### Problem to solve:
Swap "instance" for "occurrence" everywhere in the material below, and reproduce the rest of the material unchanged. Leave the pictures out of your answer.

Collection entries
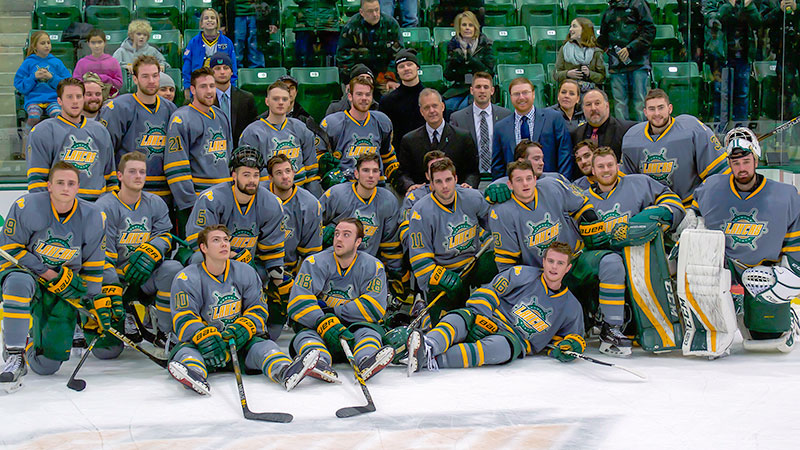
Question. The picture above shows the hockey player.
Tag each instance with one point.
(678, 152)
(70, 137)
(523, 311)
(356, 132)
(254, 217)
(760, 220)
(277, 134)
(198, 142)
(138, 242)
(340, 293)
(446, 230)
(217, 300)
(57, 239)
(138, 122)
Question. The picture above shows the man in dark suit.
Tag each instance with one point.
(542, 125)
(436, 134)
(239, 105)
(600, 127)
(481, 115)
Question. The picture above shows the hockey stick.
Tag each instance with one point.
(351, 411)
(85, 312)
(250, 415)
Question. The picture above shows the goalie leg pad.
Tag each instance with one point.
(704, 293)
(652, 295)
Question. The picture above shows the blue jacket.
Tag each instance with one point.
(549, 129)
(36, 91)
(194, 57)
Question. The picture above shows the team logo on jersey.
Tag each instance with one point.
(744, 228)
(658, 167)
(228, 306)
(461, 235)
(80, 154)
(217, 145)
(543, 233)
(154, 139)
(613, 217)
(288, 148)
(55, 251)
(362, 146)
(530, 319)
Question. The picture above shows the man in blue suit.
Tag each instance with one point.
(544, 125)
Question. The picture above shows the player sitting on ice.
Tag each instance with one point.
(217, 300)
(756, 234)
(340, 293)
(57, 239)
(522, 311)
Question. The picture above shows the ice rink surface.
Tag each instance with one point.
(746, 400)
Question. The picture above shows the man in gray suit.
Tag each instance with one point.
(479, 118)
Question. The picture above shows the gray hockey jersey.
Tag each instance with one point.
(86, 146)
(198, 147)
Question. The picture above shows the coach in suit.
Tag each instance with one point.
(239, 105)
(436, 134)
(481, 115)
(542, 125)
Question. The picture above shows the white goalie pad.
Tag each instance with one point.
(704, 293)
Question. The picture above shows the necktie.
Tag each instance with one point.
(524, 129)
(485, 154)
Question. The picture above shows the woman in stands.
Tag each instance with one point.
(580, 58)
(468, 52)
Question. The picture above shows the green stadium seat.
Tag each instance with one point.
(546, 13)
(56, 14)
(546, 41)
(681, 81)
(511, 44)
(432, 76)
(500, 13)
(318, 87)
(162, 14)
(110, 17)
(256, 82)
(418, 38)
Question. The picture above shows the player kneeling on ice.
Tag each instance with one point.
(217, 300)
(340, 293)
(58, 238)
(756, 234)
(523, 311)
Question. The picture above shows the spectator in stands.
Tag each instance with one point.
(200, 48)
(626, 34)
(541, 125)
(568, 97)
(317, 21)
(600, 127)
(136, 45)
(100, 62)
(369, 37)
(737, 20)
(469, 51)
(580, 58)
(402, 104)
(37, 79)
(480, 118)
(166, 88)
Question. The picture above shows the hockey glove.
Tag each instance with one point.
(114, 292)
(330, 329)
(241, 331)
(210, 344)
(570, 343)
(67, 284)
(498, 193)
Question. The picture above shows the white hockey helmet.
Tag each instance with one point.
(742, 139)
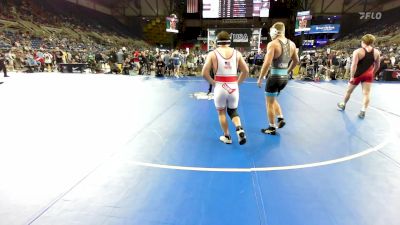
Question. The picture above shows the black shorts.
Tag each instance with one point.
(275, 84)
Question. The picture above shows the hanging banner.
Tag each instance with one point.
(325, 29)
(240, 38)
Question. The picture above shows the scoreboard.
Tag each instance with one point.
(235, 8)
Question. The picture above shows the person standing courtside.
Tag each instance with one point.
(280, 51)
(3, 64)
(225, 62)
(366, 62)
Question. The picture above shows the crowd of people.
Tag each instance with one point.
(335, 64)
(26, 50)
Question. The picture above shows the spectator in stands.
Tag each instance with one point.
(120, 59)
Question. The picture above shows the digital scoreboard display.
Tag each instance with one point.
(235, 8)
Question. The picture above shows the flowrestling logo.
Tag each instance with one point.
(228, 89)
(240, 37)
(370, 15)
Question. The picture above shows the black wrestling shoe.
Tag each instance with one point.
(281, 122)
(226, 139)
(241, 135)
(270, 130)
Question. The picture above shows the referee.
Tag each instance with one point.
(3, 64)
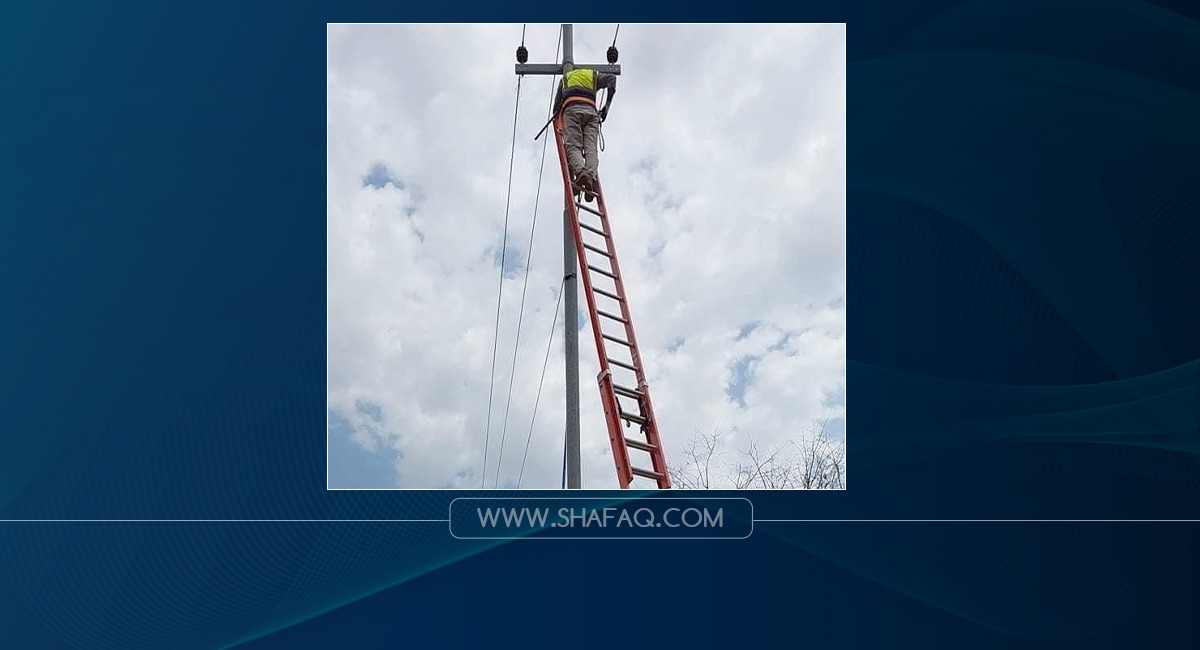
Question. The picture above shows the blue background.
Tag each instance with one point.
(1024, 344)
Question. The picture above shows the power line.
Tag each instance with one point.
(504, 245)
(545, 361)
(516, 344)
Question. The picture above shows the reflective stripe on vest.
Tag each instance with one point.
(580, 85)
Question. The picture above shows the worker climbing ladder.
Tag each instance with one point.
(624, 395)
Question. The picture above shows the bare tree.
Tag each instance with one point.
(813, 461)
(701, 453)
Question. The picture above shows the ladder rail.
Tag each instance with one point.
(616, 438)
(652, 428)
(615, 415)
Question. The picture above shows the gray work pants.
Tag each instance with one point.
(581, 131)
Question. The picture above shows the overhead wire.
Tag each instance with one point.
(504, 245)
(525, 287)
(545, 361)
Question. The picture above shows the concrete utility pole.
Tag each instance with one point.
(570, 292)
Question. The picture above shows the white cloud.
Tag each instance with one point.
(725, 178)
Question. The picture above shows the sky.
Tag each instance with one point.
(725, 178)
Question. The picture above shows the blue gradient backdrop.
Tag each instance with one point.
(1024, 344)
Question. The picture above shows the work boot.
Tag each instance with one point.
(588, 188)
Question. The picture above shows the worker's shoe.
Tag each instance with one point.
(588, 187)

### Output for this task:
Question. The picture above shows the hockey player.
Tag each occurrence with one point.
(678, 152)
(70, 137)
(523, 311)
(356, 132)
(254, 217)
(760, 220)
(277, 134)
(198, 142)
(138, 242)
(340, 293)
(446, 230)
(217, 300)
(57, 239)
(138, 122)
Question. The picture above shows the man in dark suit.
Tag each occurrence with one point.
(542, 125)
(436, 134)
(239, 105)
(600, 127)
(481, 115)
Question. The picture above shows the hockey stick.
Tag each occurrence with one point.
(351, 411)
(85, 312)
(250, 415)
Question. The picture above shows the goalie leg pad.
Tag each occurrence with one point.
(704, 293)
(652, 295)
Question. The picture above shows the blue jacket.
Tag each occurrence with one point.
(549, 129)
(36, 91)
(194, 57)
Question. The picture above shows the team logo on jersey.
Tag each occurrence with one point.
(744, 228)
(658, 167)
(228, 306)
(461, 235)
(80, 154)
(217, 145)
(543, 233)
(154, 139)
(613, 217)
(288, 148)
(55, 251)
(362, 146)
(530, 319)
Question. The picture above shows the man in blue suit.
Tag each occurrence with one point.
(544, 125)
Question. The picture above shows the player sitting on ice.
Tag each occurrence with one point.
(217, 300)
(756, 234)
(340, 293)
(57, 239)
(522, 311)
Question. The picture above shows the ice rink surface.
Tag each occurrence with one point.
(746, 400)
Question. The picture above shows the man in gray suit.
Tag each occurrence with one point.
(479, 118)
Question. The picture above shows the gray hockey jersey.
Tag each occurrence with one point.
(86, 146)
(198, 147)
Question. The picture above shows the coach in suit.
Tag each occurrence with one point.
(239, 105)
(436, 134)
(481, 115)
(542, 125)
Question. The picture above shows the white goalie pad.
Tag each occurrence with one point.
(704, 293)
Question. The picture above shows the necktie.
Tag each occurrence with one point.
(524, 129)
(485, 154)
Question. The picture above shows the woman in stands.
Tag each occurrence with one point.
(580, 58)
(468, 52)
Question. The picture above shows the green stadium seat.
Tag each occurrence with one point.
(546, 13)
(56, 14)
(546, 41)
(681, 81)
(511, 44)
(432, 76)
(500, 13)
(318, 87)
(162, 14)
(110, 17)
(256, 82)
(418, 38)
Question. The picture above shows the player kneeling on ice.
Tag each occurrence with one point.
(217, 300)
(340, 293)
(58, 238)
(756, 234)
(523, 311)
Question. The picture above shows the spectator in stands.
Tag each occurrence with one point.
(200, 48)
(626, 34)
(541, 125)
(568, 97)
(317, 21)
(600, 127)
(136, 45)
(100, 62)
(369, 37)
(737, 20)
(469, 51)
(580, 58)
(402, 104)
(37, 79)
(480, 118)
(166, 88)
Question. The picture above shows the hockey glove.
Tag each occurrence with one point.
(114, 292)
(330, 329)
(241, 331)
(210, 344)
(570, 343)
(67, 284)
(498, 193)
Question. The picture above shows the white hockey helmet.
Tag each occurrence with one point.
(742, 139)
Question. The picture above shows the black shorts.
Tag each occurrence with one point.
(275, 84)
Question. The picture above shows the hanging banner.
Tag each occurrence with one point.
(325, 29)
(240, 38)
Question. The picture above shows the scoreboard.
Tag each occurrence with one point.
(235, 8)
Question. The picture above shows the person standing courtside.
Tag each occurrence with one point.
(280, 51)
(3, 64)
(225, 62)
(366, 62)
Question. The picture above shows the crowd of people.
Tag each occurrence with one point.
(335, 64)
(26, 50)
Question. The picture above shows the spectator in stands.
Tag each occurrence with one point.
(120, 59)
Question. The picture above shows the digital scoreboard display.
Tag each occurrence with one point.
(235, 8)
Question. The picture above shows the flowrestling logo.
Tag each occurrence with one point.
(228, 89)
(240, 37)
(370, 15)
Question. The picture above shows the black wrestling shoe.
Tag each occurrence with one point.
(281, 122)
(226, 139)
(241, 135)
(270, 130)
Question. The picture above shows the referee.
Tag each occurrence with one point.
(3, 64)
Question. The picture above shows the blue background.
Tag each occurrence with one point.
(1024, 344)
Question. The picture above shows the power line.
Tag each occurrence with one point.
(504, 245)
(545, 361)
(516, 344)
Question. The picture above shows the reflective stripe on vest.
Tag each occurrence with one point.
(580, 85)
Question. The picture above shows the worker climbing ladder.
Tag each occurrence with one point.
(624, 395)
Question. The picture above shows the bare tree.
Tag each occurrence with one point.
(813, 461)
(701, 453)
Question. The picture above shows the ladder rail.
Tag each occurrence with one point.
(616, 438)
(652, 428)
(615, 415)
Question. The picture above shows the gray work pants.
Tag each occurrence with one point.
(581, 131)
Question. The picture above shows the overhead wire.
Tag each occurrence with one point.
(504, 245)
(525, 287)
(545, 361)
Question. The picture above shows the concrete utility pole.
Tag each occurrence with one point.
(570, 292)
Question. The picture above shows the white cloud.
Tag each occurrence with one point.
(725, 178)
Question. The picture above shows the sky.
Tag each occurrence with one point.
(725, 178)
Question. The picture above shows the blue gradient backdrop.
Tag each occurrence with one point.
(1024, 344)
Question. The picture above shows the work boot.
Tag each occurrence with one point.
(588, 188)
Question. The picture above shows the worker's shoe.
Tag each occurrence with one point.
(588, 187)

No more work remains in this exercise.